TASK
Show all lines of the listing that contain the word "outline".

##### RECORDED DATA

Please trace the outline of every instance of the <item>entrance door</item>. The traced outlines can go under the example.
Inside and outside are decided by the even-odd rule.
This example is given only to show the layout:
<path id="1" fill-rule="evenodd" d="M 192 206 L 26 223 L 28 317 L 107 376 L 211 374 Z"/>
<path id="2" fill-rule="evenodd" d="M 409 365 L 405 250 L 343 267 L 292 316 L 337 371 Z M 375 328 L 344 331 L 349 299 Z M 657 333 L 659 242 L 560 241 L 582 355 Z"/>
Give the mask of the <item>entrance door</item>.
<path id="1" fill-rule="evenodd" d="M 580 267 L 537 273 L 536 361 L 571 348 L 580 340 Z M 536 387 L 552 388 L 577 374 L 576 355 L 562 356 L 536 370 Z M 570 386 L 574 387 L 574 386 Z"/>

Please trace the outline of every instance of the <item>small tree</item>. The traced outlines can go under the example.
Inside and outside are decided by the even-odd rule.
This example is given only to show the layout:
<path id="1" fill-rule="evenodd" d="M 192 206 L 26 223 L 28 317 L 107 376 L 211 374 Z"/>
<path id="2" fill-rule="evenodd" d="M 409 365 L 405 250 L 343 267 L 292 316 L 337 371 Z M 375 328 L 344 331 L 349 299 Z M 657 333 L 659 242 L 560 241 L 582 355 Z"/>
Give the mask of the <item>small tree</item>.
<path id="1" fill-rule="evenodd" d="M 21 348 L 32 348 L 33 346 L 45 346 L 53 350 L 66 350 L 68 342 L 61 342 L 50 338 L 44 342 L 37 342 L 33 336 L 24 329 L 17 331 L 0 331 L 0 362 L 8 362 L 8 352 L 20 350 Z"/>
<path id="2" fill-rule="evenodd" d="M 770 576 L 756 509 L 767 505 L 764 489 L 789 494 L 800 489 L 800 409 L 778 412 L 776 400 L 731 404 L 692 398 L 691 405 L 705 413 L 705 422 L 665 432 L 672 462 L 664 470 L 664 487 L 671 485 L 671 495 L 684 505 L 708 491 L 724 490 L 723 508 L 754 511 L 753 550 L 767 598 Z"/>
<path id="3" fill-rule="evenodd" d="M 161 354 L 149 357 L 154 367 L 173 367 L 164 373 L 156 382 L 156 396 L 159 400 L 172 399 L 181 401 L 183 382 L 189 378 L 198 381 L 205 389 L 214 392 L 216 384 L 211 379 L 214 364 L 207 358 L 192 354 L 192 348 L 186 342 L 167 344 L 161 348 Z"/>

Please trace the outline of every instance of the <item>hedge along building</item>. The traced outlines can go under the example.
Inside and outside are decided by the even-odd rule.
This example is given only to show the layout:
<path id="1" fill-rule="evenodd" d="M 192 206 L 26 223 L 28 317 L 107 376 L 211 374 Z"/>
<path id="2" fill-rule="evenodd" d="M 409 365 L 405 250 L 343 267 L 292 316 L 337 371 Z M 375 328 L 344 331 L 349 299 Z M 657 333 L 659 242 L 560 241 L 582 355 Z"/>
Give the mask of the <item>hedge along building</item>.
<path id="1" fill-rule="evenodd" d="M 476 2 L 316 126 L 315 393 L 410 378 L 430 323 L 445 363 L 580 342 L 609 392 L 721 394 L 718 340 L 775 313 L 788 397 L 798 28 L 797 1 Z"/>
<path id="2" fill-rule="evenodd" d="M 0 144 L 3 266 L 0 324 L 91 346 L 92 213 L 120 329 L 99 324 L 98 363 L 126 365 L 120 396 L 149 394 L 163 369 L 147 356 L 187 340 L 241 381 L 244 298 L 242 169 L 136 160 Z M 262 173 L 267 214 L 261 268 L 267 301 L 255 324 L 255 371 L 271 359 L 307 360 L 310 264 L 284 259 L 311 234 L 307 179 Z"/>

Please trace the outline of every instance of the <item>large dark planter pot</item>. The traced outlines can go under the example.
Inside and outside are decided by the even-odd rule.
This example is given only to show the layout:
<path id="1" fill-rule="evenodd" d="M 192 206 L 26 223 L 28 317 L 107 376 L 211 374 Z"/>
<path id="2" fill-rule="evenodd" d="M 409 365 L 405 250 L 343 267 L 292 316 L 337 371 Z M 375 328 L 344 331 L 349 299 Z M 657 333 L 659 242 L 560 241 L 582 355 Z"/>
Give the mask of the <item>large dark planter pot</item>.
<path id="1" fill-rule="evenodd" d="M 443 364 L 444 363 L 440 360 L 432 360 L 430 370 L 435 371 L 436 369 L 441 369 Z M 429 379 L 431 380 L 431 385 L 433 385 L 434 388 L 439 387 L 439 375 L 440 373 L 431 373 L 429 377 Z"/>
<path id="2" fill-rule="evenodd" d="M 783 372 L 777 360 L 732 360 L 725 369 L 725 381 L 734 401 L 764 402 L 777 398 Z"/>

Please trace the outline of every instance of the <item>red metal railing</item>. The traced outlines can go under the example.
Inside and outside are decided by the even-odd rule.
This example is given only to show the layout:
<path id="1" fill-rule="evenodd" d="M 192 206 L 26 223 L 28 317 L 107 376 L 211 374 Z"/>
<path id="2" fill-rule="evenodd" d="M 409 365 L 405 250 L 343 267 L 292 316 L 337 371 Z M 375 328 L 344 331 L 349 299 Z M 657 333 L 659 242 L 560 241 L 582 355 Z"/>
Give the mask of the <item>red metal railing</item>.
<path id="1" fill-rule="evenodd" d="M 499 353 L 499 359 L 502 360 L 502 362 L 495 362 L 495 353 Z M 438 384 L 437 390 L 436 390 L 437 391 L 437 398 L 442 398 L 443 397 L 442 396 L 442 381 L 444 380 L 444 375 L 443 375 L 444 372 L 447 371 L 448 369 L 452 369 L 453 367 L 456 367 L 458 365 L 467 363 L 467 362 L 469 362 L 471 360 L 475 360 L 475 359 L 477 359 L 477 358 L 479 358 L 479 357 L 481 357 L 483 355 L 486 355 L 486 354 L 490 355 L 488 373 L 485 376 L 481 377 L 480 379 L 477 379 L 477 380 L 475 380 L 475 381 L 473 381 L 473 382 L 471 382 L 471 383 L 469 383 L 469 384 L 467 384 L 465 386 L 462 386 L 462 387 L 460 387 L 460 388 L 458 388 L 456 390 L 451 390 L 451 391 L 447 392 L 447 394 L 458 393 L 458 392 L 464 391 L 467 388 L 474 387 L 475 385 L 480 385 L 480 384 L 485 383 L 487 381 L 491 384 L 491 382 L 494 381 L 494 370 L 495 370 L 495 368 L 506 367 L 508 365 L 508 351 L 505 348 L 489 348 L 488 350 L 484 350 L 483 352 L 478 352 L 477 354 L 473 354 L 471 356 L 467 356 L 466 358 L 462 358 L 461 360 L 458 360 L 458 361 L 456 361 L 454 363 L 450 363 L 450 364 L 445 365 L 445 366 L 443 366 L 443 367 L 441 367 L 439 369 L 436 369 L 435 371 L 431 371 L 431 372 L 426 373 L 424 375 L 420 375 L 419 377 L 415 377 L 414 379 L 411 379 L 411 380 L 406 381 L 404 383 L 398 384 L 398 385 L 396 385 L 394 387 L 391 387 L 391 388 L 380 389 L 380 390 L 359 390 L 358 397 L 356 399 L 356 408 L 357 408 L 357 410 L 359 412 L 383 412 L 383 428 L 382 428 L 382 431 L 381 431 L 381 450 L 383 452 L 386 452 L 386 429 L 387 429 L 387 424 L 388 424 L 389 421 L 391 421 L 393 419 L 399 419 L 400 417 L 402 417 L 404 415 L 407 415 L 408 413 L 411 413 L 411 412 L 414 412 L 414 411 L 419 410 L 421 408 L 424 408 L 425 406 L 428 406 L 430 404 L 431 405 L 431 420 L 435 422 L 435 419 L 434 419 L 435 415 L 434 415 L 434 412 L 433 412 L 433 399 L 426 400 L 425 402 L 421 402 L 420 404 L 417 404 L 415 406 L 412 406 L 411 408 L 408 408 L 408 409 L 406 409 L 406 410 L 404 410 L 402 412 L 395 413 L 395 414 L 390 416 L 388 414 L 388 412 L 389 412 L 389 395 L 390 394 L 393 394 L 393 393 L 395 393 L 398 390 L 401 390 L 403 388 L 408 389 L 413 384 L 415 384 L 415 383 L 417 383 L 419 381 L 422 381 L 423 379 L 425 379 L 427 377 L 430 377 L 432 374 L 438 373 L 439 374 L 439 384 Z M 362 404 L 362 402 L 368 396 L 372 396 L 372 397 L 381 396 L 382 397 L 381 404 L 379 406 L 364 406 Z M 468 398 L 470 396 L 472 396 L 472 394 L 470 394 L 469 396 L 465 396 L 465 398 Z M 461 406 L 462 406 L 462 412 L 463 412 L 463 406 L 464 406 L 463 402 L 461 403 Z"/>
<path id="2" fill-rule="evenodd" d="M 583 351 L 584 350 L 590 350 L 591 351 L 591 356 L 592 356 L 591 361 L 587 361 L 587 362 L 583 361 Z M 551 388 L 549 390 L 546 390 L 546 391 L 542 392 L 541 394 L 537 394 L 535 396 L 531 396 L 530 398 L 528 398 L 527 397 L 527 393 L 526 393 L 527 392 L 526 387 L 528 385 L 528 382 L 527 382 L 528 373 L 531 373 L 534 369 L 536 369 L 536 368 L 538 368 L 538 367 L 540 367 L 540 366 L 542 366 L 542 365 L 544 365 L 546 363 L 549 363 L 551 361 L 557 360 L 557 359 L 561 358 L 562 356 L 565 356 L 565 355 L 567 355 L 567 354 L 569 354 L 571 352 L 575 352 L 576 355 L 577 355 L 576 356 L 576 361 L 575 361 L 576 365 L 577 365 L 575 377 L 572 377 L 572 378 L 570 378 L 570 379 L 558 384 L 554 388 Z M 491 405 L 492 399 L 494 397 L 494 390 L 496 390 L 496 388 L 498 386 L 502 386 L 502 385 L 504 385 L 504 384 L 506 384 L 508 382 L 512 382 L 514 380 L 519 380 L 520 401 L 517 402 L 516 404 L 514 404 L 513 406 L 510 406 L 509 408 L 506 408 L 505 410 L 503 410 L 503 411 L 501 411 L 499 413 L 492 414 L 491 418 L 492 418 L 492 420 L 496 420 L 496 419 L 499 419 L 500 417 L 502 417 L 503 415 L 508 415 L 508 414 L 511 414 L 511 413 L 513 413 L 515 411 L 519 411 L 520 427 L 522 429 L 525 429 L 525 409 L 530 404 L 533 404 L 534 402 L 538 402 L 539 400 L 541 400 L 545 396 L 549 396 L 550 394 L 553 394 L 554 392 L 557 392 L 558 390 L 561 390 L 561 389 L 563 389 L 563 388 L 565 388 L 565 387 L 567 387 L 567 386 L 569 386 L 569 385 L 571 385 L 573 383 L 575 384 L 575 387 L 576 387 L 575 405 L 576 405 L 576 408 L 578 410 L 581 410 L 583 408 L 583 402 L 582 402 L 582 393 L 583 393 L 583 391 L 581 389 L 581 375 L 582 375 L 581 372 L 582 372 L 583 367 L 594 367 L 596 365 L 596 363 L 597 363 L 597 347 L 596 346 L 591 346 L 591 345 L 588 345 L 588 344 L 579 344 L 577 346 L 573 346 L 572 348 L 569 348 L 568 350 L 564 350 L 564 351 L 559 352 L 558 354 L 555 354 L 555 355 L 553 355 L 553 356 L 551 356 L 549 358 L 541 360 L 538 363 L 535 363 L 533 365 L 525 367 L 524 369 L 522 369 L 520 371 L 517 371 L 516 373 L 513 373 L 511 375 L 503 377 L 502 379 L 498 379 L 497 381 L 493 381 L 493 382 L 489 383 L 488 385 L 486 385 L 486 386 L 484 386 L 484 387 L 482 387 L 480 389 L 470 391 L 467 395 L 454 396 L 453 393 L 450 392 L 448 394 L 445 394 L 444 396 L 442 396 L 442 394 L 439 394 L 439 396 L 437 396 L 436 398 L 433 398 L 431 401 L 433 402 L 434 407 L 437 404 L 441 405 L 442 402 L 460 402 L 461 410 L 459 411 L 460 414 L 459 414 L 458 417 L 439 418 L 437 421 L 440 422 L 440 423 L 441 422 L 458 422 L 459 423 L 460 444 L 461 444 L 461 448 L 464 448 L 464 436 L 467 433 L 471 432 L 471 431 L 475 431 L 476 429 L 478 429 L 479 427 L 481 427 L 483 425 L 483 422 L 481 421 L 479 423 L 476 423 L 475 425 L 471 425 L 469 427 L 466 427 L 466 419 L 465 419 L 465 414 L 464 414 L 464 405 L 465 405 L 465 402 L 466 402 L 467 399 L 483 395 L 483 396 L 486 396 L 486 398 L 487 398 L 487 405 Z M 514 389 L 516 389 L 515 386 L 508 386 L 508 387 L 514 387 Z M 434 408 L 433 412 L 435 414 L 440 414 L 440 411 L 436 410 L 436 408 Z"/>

##########

RESPONSE BELOW
Please trace the outline of every instance of the <item>entrance door</item>. The traced outlines can go under the example.
Please trace the outline of every instance of the <item>small tree</item>. The traced outlines can go under the example.
Please trace the outline of every instance of the <item>hedge along building</item>. The traced outlines can go under the example.
Please trace the outline of every instance of the <item>large dark planter pot</item>. The traced outlines can go under the example.
Please trace the outline of every instance of the <item>red metal railing</item>. The traced outlines can go under the example.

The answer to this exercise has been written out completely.